Selection:
Royals fight back, but couldn’t overcome mistakes in 6-5 loss to Twins
Close, but not close enough
The Kansas City Royals were down big, but kept the line moving to give Minnesota Twins fans some serious heartburn in a four-run ninth inning. Unfortunately, it wasn’t quite enough, as the Royals lose 6-5 in today’s Memorial Day game.
While the Royals have had really good starting pitching all year, they did not in this game, which was the biggest nail in their coffin today. Alec Marsh was the starter who made too many big mistakes. Last year, he struggled mightily with home runs, giving up a whopping 1.94 home runs per nine innings. This year, he only gave up 0.63 home runs per nine innings. But regression to the mean comes for us all, and Marsh allowed five runs on two homers.
Now, Marsh’s outing wasn’t all bad. He gutted through seven innings and struck out seven, walking only a pair. Unfortunately, the pair he walked came back-to-back as he lost all control—at one point, he had thrown six consecutive balls and had like seven strikes thrown across four batters. The last one of those batters was Trevor Larnach, who absolutely crushed a middle-middle fastball at 93 MPH for a three-run home run. It was the second of two multi-run home runs given up by Marsh, the first of which came off the bat of Jose Miranda in the third inning.

Exercise tasks:
**1.** Answer these from the Royals recap:
(a) What was the final score of the game?
(b) How many home runs per nine innings did Alec Marsh give up last year?
(c) Which batter hit the three-run home run off Marsh?
**2.** Please echo the part of the Royals recap that begins at "While the Royals" and stops after "on two homers.".
The material after this point comes from a different source.

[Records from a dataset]
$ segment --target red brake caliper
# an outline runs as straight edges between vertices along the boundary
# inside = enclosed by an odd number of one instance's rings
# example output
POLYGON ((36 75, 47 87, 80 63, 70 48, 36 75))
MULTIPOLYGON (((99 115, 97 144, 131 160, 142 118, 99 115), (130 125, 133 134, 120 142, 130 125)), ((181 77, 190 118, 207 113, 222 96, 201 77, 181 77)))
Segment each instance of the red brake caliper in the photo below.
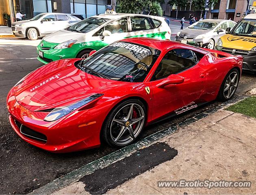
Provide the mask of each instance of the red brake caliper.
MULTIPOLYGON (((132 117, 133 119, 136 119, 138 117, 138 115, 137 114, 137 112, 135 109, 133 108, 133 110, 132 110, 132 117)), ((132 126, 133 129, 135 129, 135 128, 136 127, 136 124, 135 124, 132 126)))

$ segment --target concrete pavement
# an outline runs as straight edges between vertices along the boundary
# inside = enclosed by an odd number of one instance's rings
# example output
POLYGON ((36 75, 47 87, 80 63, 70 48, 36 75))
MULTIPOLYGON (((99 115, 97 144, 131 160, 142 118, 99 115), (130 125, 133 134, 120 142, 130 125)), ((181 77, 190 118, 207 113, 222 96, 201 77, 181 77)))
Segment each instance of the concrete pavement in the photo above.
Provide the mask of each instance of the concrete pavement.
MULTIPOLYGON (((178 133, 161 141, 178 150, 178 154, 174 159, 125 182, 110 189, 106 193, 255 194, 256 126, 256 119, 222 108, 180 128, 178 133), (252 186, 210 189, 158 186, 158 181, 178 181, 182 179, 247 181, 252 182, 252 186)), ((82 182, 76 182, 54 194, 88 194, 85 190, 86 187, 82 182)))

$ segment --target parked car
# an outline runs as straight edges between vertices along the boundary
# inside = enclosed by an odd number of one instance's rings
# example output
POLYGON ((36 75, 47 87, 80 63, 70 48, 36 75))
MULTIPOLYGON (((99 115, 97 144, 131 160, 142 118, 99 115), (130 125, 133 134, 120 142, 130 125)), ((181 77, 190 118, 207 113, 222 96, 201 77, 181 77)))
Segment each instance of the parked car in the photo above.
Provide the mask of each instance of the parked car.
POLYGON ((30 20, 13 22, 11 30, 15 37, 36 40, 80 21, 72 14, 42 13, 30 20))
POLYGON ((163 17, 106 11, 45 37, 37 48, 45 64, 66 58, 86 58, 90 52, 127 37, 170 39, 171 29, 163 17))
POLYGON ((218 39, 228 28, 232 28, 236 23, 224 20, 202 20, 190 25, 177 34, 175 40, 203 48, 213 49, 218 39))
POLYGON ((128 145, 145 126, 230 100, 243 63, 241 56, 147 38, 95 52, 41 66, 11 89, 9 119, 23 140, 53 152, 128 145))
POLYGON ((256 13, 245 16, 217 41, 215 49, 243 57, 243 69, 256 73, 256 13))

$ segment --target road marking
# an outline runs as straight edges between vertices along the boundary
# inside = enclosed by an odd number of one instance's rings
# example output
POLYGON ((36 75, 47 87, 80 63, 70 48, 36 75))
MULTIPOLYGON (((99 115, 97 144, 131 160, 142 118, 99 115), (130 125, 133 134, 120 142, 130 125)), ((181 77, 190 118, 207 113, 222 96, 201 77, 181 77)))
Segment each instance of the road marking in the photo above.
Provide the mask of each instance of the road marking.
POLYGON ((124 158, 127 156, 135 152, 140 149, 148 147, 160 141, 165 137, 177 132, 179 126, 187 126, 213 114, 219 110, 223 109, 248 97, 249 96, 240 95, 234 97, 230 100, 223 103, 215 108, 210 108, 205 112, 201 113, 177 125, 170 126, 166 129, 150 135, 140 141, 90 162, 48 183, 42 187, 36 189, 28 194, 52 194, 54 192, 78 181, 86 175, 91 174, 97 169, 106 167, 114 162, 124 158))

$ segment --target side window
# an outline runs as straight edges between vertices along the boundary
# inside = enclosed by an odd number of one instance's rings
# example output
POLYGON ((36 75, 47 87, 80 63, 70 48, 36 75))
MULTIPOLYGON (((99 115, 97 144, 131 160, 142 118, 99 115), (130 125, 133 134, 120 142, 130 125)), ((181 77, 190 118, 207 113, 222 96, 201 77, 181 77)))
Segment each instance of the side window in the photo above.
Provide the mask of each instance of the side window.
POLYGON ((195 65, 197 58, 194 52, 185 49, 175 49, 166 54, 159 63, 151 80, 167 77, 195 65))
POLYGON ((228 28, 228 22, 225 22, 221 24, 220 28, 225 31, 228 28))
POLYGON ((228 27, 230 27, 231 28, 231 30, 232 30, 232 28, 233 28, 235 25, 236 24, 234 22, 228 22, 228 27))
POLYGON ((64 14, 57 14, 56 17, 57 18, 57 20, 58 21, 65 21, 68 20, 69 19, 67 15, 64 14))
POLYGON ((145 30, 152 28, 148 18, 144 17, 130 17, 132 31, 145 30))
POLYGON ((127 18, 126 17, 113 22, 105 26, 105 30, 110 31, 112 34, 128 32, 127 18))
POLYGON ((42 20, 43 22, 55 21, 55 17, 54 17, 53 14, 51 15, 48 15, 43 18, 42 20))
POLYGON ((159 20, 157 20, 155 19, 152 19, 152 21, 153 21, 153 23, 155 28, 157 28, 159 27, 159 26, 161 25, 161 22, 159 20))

==

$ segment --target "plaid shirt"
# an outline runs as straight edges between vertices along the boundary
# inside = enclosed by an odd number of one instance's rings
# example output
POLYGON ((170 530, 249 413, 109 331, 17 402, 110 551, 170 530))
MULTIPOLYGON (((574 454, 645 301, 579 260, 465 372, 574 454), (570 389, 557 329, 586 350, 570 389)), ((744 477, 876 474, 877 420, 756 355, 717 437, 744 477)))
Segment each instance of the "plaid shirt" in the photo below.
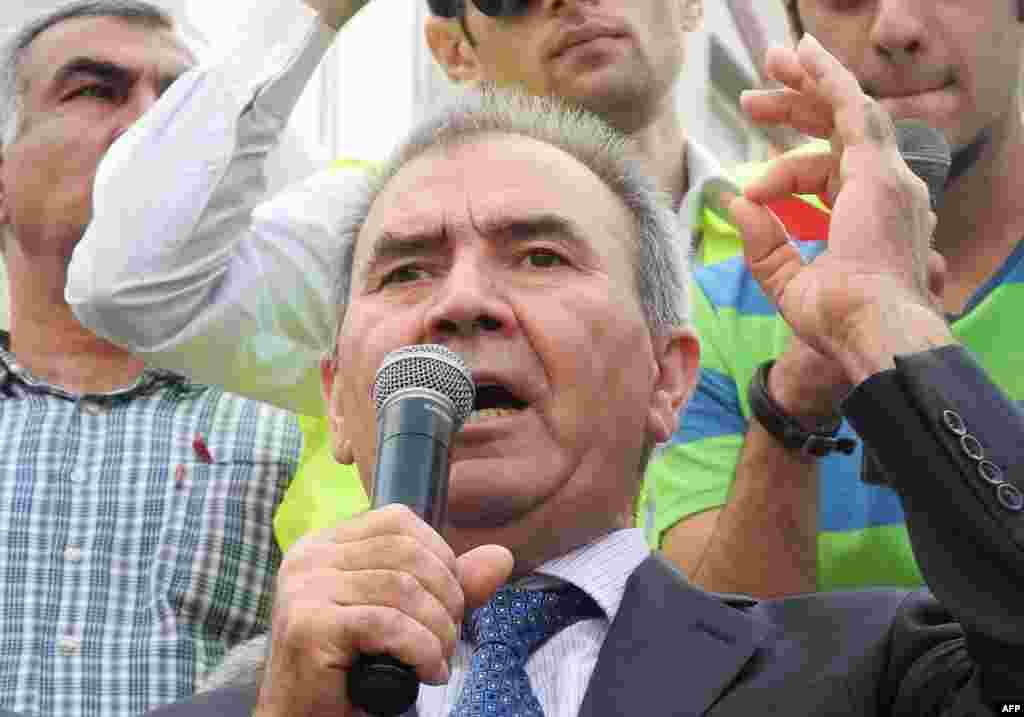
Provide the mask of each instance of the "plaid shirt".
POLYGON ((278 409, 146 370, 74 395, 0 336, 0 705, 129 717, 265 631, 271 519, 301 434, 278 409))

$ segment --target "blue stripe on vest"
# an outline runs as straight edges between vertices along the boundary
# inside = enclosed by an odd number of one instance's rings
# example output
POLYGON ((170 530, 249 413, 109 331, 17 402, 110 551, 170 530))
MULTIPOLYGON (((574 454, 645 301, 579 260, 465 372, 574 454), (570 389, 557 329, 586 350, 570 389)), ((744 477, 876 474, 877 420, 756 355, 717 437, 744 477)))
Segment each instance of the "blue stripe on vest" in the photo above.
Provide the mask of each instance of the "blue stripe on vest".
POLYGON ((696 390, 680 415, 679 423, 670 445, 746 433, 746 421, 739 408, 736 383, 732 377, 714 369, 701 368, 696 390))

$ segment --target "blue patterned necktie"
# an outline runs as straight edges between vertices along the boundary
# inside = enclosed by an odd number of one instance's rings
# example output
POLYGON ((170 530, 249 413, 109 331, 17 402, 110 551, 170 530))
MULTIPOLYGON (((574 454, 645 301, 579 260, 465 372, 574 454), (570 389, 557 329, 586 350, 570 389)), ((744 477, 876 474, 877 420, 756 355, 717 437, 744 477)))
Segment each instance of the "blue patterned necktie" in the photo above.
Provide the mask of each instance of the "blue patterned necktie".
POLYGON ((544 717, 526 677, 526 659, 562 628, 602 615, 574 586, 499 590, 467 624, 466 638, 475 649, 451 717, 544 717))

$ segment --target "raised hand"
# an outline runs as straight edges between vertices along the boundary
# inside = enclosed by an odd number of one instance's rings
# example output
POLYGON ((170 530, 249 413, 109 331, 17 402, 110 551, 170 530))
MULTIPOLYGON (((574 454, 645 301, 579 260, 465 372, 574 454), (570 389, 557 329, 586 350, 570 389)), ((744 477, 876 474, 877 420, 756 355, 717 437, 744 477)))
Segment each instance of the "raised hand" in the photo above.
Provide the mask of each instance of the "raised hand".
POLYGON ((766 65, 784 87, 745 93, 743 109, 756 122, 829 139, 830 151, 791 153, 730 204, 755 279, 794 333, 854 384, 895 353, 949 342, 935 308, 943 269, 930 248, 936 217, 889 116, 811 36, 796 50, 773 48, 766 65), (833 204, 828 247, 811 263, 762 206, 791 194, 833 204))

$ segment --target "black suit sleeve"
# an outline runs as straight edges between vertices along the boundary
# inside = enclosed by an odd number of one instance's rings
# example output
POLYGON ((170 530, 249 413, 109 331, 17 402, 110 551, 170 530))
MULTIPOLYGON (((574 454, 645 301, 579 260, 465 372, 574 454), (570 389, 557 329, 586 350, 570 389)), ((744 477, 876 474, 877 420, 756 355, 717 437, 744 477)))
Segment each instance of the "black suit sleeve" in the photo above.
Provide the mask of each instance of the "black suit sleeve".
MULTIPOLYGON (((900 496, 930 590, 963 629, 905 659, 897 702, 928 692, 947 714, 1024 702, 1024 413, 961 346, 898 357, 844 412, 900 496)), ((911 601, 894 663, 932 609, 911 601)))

Worked solutions:
**1.**
(a) 6-5, with the Twins winning.
(b) 1.94.
(c) Trevor Larnach.

**2.**
While the Royals have had really good starting pitching all year, they did not in this game, which was the biggest nail in their coffin today. Alec Marsh was the starter who made too many big mistakes. Last year, he struggled mightily with home runs, giving up a whopping 1.94 home runs per nine innings. This year, he only gave up 0.63 home runs per nine innings. But regression to the mean comes for us all, and Marsh allowed five runs on two homers.